** CONSIGNE **
Recopiez s'il vous plaît sans rien changer le passage du texte sur la loi SRU qui va de « Le maire, Renaud » jusqu'à « insiste Thibaut Guigue. ».

Loi SRU : «Des chiffres nés du cerveau de bureaucrates»
Le maire, Renaud Beretti, estime avoir fait sa part en matière de logement pour les personnes les plus précaires en dépassant, sous le dernier triennal, les 40% de PLAI. Même s’il admet n’avoir pu atteindre les objectifs quantitatifs, «dans un contexte de Covid», insiste Thibaut Guigue.
«Est-ce que les Aixois veulent du logement social de partout ? Je ne crois pas», tranche le maire, pour qui la loi SRU aux «chiffres nés du cerveau de bureaucrates sous Hollande et Macron» est une loi punitive. «A l’époque, on était assujettis à 20% de logements sociaux, que nous avons atteints péniblement, puis brutalement à 25% en nous rattachant à l’aire urbaine de Chambéry, soit 1 000 logements à produire, ce qui est fantaisiste, sauf à recréer des ghettos sociaux. L’Etat est paradoxal : il demande de produire des logements sociaux mais d’en construire moins lors des opérations de renouvellement urbain. Au total, 444 logements sociaux ont disparu. Offre, certes, reconstituée, mais pas totalement. On a produit du logement social réparti à travers la ville et on espère bien, à travers ce CMS et la future loi logement, revenir à quelque chose de raisonnable», argumente le maire.
Carence : un choix politique selon l’opposition
Christian Pelletier pointe les «262 logements sociaux seulement produits entre 2019 et 2022. Dès 2020, notre équipe a alerté à plusieurs reprises sur le risque de carence et de difficulté croissante à se loger. Notre inaction devrait coûter aux Aixois 800 000€». Pour l’élu du même groupe, Gilles Camus, cette carence est le fruit d’une politique assumée de refus de remplir les objectifs.
Un chiffre balayé par Renaud Beretti. «Vous racontez n’importe quoi », objecte-t-il. Thibaut Guigue évoque bien une pénalité de carence «mais nous ne payons pas ce montant-là car s’enlèvent des déductions puisque nous avons mis en oeuvre des actions pour favoriser le logement social».
Quid de l’avenir ? Nicolas Vayrio, adjoint à l’urbanisme, déroule les chiffres : sur les 233 logements prévus au CMS, 168 ont vu leur permis de construire délivrés. «Encore faut-il qu’ils soient mis en oeuvre.»
«La vraie difficulté, c’est le logement des classes moyennes»

** JEU DE DONNÉES **

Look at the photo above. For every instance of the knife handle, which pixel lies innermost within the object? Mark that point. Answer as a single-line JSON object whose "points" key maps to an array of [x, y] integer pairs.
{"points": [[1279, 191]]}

...

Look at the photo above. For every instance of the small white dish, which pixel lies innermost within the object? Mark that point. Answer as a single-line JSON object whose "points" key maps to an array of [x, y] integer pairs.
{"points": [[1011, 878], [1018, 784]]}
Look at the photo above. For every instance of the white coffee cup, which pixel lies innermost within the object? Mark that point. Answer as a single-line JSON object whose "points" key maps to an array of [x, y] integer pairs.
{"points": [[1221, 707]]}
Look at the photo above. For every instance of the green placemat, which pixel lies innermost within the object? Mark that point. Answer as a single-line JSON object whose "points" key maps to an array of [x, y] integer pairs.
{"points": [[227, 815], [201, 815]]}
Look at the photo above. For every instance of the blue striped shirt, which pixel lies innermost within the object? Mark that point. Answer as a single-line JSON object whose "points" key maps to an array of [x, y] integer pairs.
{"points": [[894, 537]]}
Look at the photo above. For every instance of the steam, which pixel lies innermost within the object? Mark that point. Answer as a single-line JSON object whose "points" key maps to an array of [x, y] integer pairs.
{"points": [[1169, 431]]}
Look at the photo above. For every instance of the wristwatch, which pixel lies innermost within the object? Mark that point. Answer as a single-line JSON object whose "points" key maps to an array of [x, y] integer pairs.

** CORRIGÉ **
Le maire, Renaud Beretti, estime avoir fait sa part en matière de logement pour les personnes les plus précaires en dépassant, sous le dernier triennal, les 40% de PLAI. Même s’il admet n’avoir pu atteindre les objectifs quantitatifs, «dans un contexte de Covid», insiste Thibaut Guigue.